From the material below, keep only the lines that contain the string "leaf", matching case exactly, and copy each one as it appears.

==== DATA FOR THIS EXERCISE ====

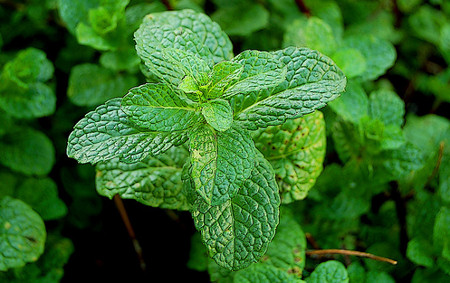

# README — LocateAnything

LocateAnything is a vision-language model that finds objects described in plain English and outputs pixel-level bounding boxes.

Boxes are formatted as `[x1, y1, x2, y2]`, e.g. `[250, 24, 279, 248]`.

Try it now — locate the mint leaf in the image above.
[233, 264, 301, 283]
[96, 147, 189, 210]
[122, 83, 202, 132]
[67, 64, 137, 106]
[234, 47, 346, 130]
[224, 50, 286, 97]
[253, 111, 326, 203]
[369, 90, 405, 127]
[67, 98, 187, 164]
[328, 80, 369, 124]
[332, 48, 367, 78]
[189, 125, 256, 205]
[184, 155, 280, 270]
[0, 197, 46, 271]
[14, 178, 67, 220]
[0, 128, 55, 175]
[211, 1, 269, 36]
[135, 10, 233, 67]
[205, 61, 244, 99]
[306, 260, 349, 283]
[0, 82, 56, 119]
[343, 35, 397, 80]
[202, 99, 233, 132]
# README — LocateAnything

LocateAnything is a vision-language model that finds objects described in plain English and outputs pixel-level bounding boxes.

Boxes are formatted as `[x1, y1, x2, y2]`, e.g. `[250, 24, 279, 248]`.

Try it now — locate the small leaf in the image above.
[185, 155, 280, 270]
[122, 83, 202, 132]
[96, 147, 189, 210]
[67, 64, 137, 106]
[369, 90, 405, 127]
[67, 98, 187, 164]
[189, 125, 256, 205]
[0, 197, 46, 271]
[234, 47, 346, 130]
[206, 61, 244, 99]
[211, 1, 269, 36]
[202, 99, 233, 132]
[343, 34, 397, 80]
[306, 260, 348, 283]
[0, 128, 55, 175]
[328, 80, 369, 124]
[253, 111, 326, 203]
[224, 50, 286, 98]
[135, 10, 233, 67]
[14, 178, 67, 220]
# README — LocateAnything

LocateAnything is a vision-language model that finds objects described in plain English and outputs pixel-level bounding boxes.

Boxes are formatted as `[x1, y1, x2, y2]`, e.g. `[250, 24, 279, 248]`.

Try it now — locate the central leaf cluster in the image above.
[67, 10, 346, 270]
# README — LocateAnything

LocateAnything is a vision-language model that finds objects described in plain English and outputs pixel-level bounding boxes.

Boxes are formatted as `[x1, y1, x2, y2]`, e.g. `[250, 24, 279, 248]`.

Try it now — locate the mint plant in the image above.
[67, 10, 346, 270]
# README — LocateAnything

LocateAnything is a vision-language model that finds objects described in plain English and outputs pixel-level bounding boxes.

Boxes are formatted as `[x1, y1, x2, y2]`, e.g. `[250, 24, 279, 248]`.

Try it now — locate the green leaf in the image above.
[0, 82, 56, 119]
[234, 47, 346, 130]
[260, 210, 306, 278]
[205, 61, 244, 99]
[433, 206, 450, 253]
[135, 10, 233, 67]
[14, 178, 67, 220]
[67, 98, 187, 164]
[253, 111, 326, 203]
[0, 128, 55, 175]
[67, 64, 137, 106]
[233, 264, 302, 283]
[369, 90, 405, 127]
[57, 0, 100, 33]
[202, 99, 233, 132]
[0, 197, 46, 271]
[122, 83, 202, 132]
[224, 50, 286, 98]
[332, 48, 367, 78]
[343, 34, 397, 80]
[184, 155, 280, 270]
[283, 17, 337, 55]
[306, 260, 349, 283]
[96, 147, 189, 210]
[211, 1, 269, 36]
[406, 238, 435, 267]
[328, 80, 369, 124]
[189, 125, 256, 205]
[2, 47, 54, 88]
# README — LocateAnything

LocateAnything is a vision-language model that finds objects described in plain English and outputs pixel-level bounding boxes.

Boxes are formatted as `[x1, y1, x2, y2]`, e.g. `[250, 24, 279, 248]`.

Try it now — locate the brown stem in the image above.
[114, 195, 146, 271]
[425, 141, 445, 187]
[295, 0, 311, 18]
[306, 249, 397, 265]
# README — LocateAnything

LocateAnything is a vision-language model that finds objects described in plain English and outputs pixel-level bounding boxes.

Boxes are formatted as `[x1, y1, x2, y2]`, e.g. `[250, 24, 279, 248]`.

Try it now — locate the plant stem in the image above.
[295, 0, 311, 18]
[114, 195, 146, 271]
[306, 249, 397, 265]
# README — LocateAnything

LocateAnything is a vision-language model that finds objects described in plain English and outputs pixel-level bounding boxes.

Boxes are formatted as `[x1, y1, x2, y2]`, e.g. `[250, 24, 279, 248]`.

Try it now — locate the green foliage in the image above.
[67, 7, 346, 270]
[0, 0, 450, 283]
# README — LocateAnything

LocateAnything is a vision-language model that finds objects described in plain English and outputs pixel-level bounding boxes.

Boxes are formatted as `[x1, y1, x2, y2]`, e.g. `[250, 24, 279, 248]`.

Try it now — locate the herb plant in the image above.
[67, 7, 346, 270]
[0, 0, 450, 283]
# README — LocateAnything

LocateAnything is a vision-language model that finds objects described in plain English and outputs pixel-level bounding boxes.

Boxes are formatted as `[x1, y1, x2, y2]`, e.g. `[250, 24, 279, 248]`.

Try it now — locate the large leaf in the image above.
[230, 47, 346, 129]
[0, 197, 46, 271]
[67, 98, 187, 164]
[189, 125, 256, 205]
[0, 128, 55, 175]
[224, 50, 286, 97]
[67, 64, 137, 106]
[184, 155, 280, 270]
[253, 112, 326, 203]
[96, 147, 189, 210]
[122, 83, 203, 132]
[135, 10, 233, 67]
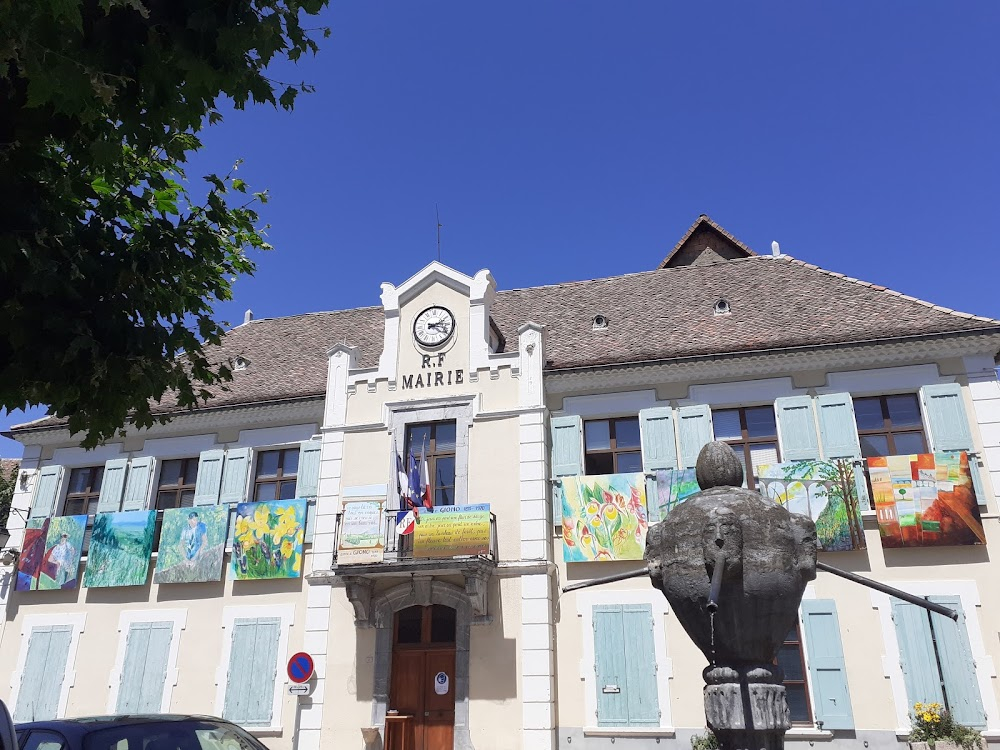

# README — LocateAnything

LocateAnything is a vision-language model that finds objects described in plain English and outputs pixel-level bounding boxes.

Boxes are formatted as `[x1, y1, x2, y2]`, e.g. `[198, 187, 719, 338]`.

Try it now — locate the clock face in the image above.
[413, 305, 455, 347]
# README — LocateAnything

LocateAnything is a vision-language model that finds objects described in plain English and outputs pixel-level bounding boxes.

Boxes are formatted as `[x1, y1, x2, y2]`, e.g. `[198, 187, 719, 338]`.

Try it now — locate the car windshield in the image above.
[83, 719, 267, 750]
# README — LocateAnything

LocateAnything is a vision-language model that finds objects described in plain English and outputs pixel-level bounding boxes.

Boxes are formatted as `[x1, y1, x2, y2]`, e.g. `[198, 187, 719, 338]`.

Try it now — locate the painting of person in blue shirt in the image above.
[181, 511, 208, 560]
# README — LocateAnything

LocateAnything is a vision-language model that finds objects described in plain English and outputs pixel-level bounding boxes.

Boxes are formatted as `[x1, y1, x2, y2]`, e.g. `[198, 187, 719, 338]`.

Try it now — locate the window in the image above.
[156, 458, 198, 510]
[854, 393, 927, 458]
[406, 422, 455, 505]
[253, 446, 299, 502]
[63, 466, 104, 516]
[583, 417, 642, 475]
[776, 625, 813, 725]
[712, 406, 781, 489]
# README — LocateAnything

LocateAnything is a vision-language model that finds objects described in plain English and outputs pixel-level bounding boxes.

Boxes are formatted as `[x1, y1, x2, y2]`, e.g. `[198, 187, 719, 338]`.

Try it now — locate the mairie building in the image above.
[0, 216, 1000, 750]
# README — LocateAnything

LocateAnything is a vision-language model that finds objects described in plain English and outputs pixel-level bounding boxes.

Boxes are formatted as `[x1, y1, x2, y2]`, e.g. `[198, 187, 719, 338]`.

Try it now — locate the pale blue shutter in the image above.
[28, 466, 63, 518]
[816, 393, 861, 460]
[774, 396, 819, 461]
[892, 600, 944, 706]
[802, 599, 854, 729]
[677, 404, 715, 469]
[14, 625, 73, 722]
[97, 458, 128, 513]
[927, 596, 986, 729]
[122, 456, 154, 510]
[194, 450, 226, 505]
[549, 414, 583, 524]
[622, 604, 660, 727]
[295, 440, 323, 542]
[593, 604, 628, 727]
[920, 383, 986, 505]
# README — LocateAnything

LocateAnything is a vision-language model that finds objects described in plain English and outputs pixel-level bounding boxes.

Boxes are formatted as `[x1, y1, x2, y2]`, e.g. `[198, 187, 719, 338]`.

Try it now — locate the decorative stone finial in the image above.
[695, 440, 743, 490]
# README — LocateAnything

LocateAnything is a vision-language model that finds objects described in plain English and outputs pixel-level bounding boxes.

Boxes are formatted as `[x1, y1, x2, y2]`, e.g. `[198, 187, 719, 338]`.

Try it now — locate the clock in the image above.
[413, 305, 455, 348]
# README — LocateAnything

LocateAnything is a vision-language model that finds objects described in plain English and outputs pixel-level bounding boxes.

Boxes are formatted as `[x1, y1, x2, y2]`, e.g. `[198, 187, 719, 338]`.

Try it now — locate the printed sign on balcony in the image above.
[337, 500, 385, 565]
[413, 503, 490, 557]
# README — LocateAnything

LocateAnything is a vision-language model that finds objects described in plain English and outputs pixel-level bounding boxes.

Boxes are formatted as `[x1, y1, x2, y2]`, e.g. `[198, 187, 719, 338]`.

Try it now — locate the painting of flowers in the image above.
[83, 510, 156, 588]
[229, 500, 307, 581]
[562, 473, 649, 562]
[153, 505, 229, 583]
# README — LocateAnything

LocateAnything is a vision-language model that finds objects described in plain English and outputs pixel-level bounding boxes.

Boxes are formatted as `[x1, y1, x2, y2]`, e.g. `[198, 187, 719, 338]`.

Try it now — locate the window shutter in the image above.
[122, 456, 155, 510]
[97, 458, 128, 513]
[593, 604, 628, 727]
[549, 414, 583, 524]
[194, 450, 226, 505]
[677, 404, 715, 469]
[219, 448, 250, 504]
[14, 625, 73, 722]
[927, 596, 986, 729]
[892, 600, 944, 706]
[802, 599, 854, 729]
[816, 393, 861, 459]
[28, 466, 63, 518]
[774, 396, 819, 461]
[622, 604, 660, 727]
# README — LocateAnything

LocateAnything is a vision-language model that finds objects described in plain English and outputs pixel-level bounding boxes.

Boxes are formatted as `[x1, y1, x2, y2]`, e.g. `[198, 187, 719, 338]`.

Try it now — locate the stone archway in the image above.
[372, 577, 473, 750]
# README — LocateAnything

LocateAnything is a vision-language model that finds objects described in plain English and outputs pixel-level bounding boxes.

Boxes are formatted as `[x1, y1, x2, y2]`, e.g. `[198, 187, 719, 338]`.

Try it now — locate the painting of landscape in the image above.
[562, 473, 649, 562]
[229, 500, 307, 581]
[83, 510, 156, 588]
[153, 505, 229, 583]
[757, 459, 865, 552]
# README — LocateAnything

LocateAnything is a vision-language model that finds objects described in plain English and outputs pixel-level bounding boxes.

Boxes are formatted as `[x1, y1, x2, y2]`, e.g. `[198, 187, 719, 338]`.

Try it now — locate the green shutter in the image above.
[219, 448, 250, 504]
[677, 404, 715, 469]
[117, 622, 173, 714]
[816, 393, 861, 460]
[892, 600, 944, 706]
[593, 604, 628, 727]
[774, 396, 819, 461]
[927, 596, 986, 729]
[549, 414, 583, 524]
[14, 625, 73, 722]
[802, 599, 854, 729]
[194, 450, 226, 505]
[622, 604, 660, 727]
[97, 458, 128, 513]
[122, 456, 154, 510]
[28, 466, 63, 518]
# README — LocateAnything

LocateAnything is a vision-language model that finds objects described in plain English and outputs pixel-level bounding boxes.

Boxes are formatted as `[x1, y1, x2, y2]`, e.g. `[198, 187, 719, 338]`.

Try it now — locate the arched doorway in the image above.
[388, 604, 457, 750]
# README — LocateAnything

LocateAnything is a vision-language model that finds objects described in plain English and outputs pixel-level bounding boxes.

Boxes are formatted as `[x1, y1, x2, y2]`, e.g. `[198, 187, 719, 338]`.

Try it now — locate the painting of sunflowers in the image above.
[562, 473, 649, 562]
[229, 500, 306, 581]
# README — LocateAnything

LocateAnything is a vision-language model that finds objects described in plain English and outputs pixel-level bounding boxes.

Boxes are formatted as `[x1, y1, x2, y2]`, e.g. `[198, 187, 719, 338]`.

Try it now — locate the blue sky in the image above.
[0, 0, 1000, 456]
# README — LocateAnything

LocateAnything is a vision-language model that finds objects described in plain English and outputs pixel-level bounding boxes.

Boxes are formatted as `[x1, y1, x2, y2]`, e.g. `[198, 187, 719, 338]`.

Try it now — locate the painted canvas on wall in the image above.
[656, 469, 701, 518]
[562, 473, 649, 562]
[868, 451, 986, 548]
[83, 510, 156, 588]
[229, 500, 307, 581]
[757, 460, 865, 552]
[153, 505, 229, 583]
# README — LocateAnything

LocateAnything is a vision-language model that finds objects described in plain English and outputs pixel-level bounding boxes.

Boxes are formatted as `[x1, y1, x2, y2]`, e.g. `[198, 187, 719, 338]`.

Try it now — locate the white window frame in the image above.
[10, 612, 87, 719]
[576, 590, 674, 737]
[107, 609, 187, 714]
[214, 604, 295, 735]
[871, 581, 1000, 739]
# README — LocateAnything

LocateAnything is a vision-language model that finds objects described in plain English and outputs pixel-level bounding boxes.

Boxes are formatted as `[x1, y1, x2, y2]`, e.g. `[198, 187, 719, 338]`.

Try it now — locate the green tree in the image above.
[0, 0, 329, 446]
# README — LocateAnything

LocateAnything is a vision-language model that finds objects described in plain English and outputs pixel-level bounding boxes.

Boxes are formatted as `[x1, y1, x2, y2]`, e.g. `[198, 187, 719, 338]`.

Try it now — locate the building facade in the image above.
[0, 217, 1000, 750]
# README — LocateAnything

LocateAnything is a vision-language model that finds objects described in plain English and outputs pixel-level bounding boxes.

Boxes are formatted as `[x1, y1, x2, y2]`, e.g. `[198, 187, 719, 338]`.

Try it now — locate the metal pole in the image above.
[816, 561, 958, 622]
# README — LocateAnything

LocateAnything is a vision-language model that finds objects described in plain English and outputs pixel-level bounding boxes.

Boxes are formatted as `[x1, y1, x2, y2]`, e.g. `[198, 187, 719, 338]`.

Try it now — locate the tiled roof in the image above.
[13, 255, 1000, 427]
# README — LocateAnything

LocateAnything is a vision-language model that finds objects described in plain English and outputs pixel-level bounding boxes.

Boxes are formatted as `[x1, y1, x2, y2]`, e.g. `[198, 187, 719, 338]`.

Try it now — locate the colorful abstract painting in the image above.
[562, 473, 649, 562]
[153, 505, 229, 583]
[656, 469, 701, 518]
[868, 451, 986, 548]
[229, 500, 307, 581]
[83, 510, 156, 588]
[757, 460, 865, 552]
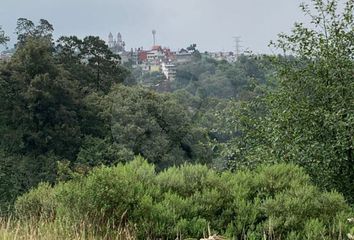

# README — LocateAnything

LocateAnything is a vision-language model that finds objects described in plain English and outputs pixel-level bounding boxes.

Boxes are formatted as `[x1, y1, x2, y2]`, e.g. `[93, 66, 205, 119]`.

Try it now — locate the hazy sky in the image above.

====

**OUTPUT OF THE EXERCISE**
Try it now — locate the mint leaf in the image above.
Try it now — locate the small leaf in the image above.
Try it now — locate the central leaf cluster in the image above.
Try it now — locate the green leaf in the image above.
Try it now — locate the large leaf in the image above.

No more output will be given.